Listed records below:
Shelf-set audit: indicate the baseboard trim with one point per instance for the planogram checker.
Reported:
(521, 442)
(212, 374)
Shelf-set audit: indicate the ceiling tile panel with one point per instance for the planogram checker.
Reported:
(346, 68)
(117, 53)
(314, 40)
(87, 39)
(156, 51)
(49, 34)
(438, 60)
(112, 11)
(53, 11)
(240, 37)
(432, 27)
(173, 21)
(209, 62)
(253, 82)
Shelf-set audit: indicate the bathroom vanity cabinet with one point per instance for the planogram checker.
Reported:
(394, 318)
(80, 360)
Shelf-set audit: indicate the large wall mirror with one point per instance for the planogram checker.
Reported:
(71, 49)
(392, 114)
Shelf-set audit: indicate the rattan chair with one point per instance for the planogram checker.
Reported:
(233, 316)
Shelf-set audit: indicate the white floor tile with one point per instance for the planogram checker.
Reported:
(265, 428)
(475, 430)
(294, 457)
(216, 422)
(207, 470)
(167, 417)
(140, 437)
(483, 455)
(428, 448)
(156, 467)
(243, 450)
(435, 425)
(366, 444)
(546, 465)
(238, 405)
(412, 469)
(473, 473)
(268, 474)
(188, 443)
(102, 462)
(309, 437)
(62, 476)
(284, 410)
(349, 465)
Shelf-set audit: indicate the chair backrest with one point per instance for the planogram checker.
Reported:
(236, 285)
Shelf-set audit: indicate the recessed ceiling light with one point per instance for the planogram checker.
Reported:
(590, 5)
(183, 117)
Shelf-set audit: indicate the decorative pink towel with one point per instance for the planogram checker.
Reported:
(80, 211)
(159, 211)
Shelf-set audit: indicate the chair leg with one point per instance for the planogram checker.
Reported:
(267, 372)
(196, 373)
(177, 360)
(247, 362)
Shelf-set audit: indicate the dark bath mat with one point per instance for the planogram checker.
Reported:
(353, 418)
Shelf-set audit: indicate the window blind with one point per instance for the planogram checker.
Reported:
End of Listed records.
### Your assignment:
Each record has to be given again exactly as written.

### Answer box:
Shelf-set audit: indicate the baseboard trim with one point per instance for the planogram checker.
Reported:
(521, 442)
(212, 374)
Shelf-set audit: indicate the ceiling tile panel with one point per instance for the planogram checker.
Reported:
(346, 68)
(117, 53)
(314, 40)
(87, 39)
(156, 51)
(49, 34)
(438, 60)
(112, 11)
(53, 11)
(240, 37)
(432, 27)
(173, 21)
(209, 62)
(253, 82)
Shelf-set audit: indicate the bathroom vanity cabinet with one point per instance for the planogram checker.
Reported:
(394, 318)
(80, 360)
Shelf-set audit: indicate the large wall mirror with one point per instance for the planogram checker.
Reported:
(71, 49)
(392, 114)
Shelf-set audit: indicate the rattan chair with one point per instance for the planogram checker.
Reported:
(233, 316)
Shelf-set audit: indicate the white floor tile with one point per instance for the planogram checker.
Reported:
(265, 428)
(475, 430)
(294, 457)
(216, 422)
(207, 470)
(167, 417)
(140, 437)
(483, 455)
(428, 448)
(156, 467)
(243, 450)
(435, 425)
(366, 444)
(546, 465)
(238, 405)
(412, 469)
(473, 473)
(268, 474)
(188, 443)
(102, 462)
(309, 437)
(62, 476)
(284, 410)
(349, 465)
Shelf-set audit: indicate the chair backrest with one point per instance for the planogram checker.
Reported:
(236, 285)
Shelf-set audit: indicate the recessed ceiling light with one point per instance for the planogram checker.
Reported:
(590, 5)
(183, 117)
Shelf-set audit: indicate the decorative pink towel with one point per instance for the planogram checker.
Reported:
(80, 211)
(159, 211)
Shelf-set audit: indicate the chair leg with one point per instance for the planogram checker.
Reported:
(267, 372)
(196, 373)
(177, 360)
(247, 362)
Shelf-set audit: indicate the dark bath mat with one point per instance for the planogram checker.
Reported:
(353, 418)
Shelf-set audit: indicate the window blind with one point per instance for the planogram checker.
Reported:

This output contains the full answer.